-- Problem to solve --
Your response should be the complete data, transcribed exactly.

**** Source material

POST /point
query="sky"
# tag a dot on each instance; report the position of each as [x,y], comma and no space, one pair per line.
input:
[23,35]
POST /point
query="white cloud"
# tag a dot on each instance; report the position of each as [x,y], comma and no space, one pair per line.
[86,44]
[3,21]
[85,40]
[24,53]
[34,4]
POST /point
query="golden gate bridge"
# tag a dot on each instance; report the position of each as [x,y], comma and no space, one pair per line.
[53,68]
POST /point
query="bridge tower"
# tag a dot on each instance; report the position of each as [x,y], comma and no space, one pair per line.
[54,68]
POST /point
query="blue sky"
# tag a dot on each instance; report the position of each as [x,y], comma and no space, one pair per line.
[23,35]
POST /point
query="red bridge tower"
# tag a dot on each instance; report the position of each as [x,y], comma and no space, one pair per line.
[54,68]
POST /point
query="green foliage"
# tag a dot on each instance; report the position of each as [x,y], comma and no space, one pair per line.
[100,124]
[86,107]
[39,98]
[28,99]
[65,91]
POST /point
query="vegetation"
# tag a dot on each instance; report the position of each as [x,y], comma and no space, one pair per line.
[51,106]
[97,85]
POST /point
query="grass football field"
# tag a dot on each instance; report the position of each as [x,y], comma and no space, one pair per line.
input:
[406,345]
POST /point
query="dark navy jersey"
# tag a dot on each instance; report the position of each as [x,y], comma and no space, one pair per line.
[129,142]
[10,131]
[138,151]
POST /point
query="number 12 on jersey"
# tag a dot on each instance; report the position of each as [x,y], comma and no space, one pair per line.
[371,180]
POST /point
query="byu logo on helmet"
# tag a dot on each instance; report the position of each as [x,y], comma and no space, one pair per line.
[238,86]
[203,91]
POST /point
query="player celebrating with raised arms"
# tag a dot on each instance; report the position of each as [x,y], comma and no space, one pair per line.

********

-- Expected answer --
POST /point
query="sky"
# tag a dot on each instance; report the position of each as [x,y], comma and no space, one pair per line.
input:
[23,35]
POST /point
query="white cloud"
# tag a dot on each instance; report the position of each as [x,y], comma and no space, one pair per line.
[86,44]
[3,21]
[85,40]
[24,53]
[34,4]
POST /point
query="golden gate bridge"
# tag a dot on each instance; report the position of each as [x,y], comma and no space, one pair per line.
[53,68]
POST /point
query="bridge tower"
# tag a dot on each instance; report the position of each as [x,y], comma and no space, one pair per line.
[54,68]
POST /point
query="blue sky"
# tag a dot on each instance; report the position of each as [x,y], comma and no space, one pair per line.
[23,35]
POST /point
query="red bridge tower"
# tag a dot on each instance; report the position of each as [x,y], comma and no space, one pair per line.
[54,68]
POST /point
query="green foliage"
# tag a dot on each instance; report the position of each as [x,y], comma and no space, one pair per line.
[100,124]
[86,107]
[39,98]
[28,99]
[65,91]
POST /point
query="vegetation"
# tag a dot on each instance; report the position of each as [x,y], comma and no space, one pair per line.
[51,106]
[97,85]
POST /point
query="grass football field"
# tag a dot on each instance; report the position of each as [x,y], comma and no space, one pair per line.
input:
[406,345]
POST /point
query="dark navy jersey"
# tag a dot on each instance; report the position of each as [x,y], comma and no space, one pair per line.
[129,142]
[10,131]
[138,151]
POST /point
query="number 12 on jersey"
# tag a dot on each instance; report the position of each as [x,y], comma and no space, one pair per line.
[371,180]
POST /point
query="byu logo on helmet"
# tag a dot on each instance; report the position of each as [x,y], comma and no space, one pair per line.
[238,86]
[203,91]
POST /point
query="player celebrating with raised arms"
# tag a dot on each instance; report the position of each as [x,y], comma and no space, one pair per line.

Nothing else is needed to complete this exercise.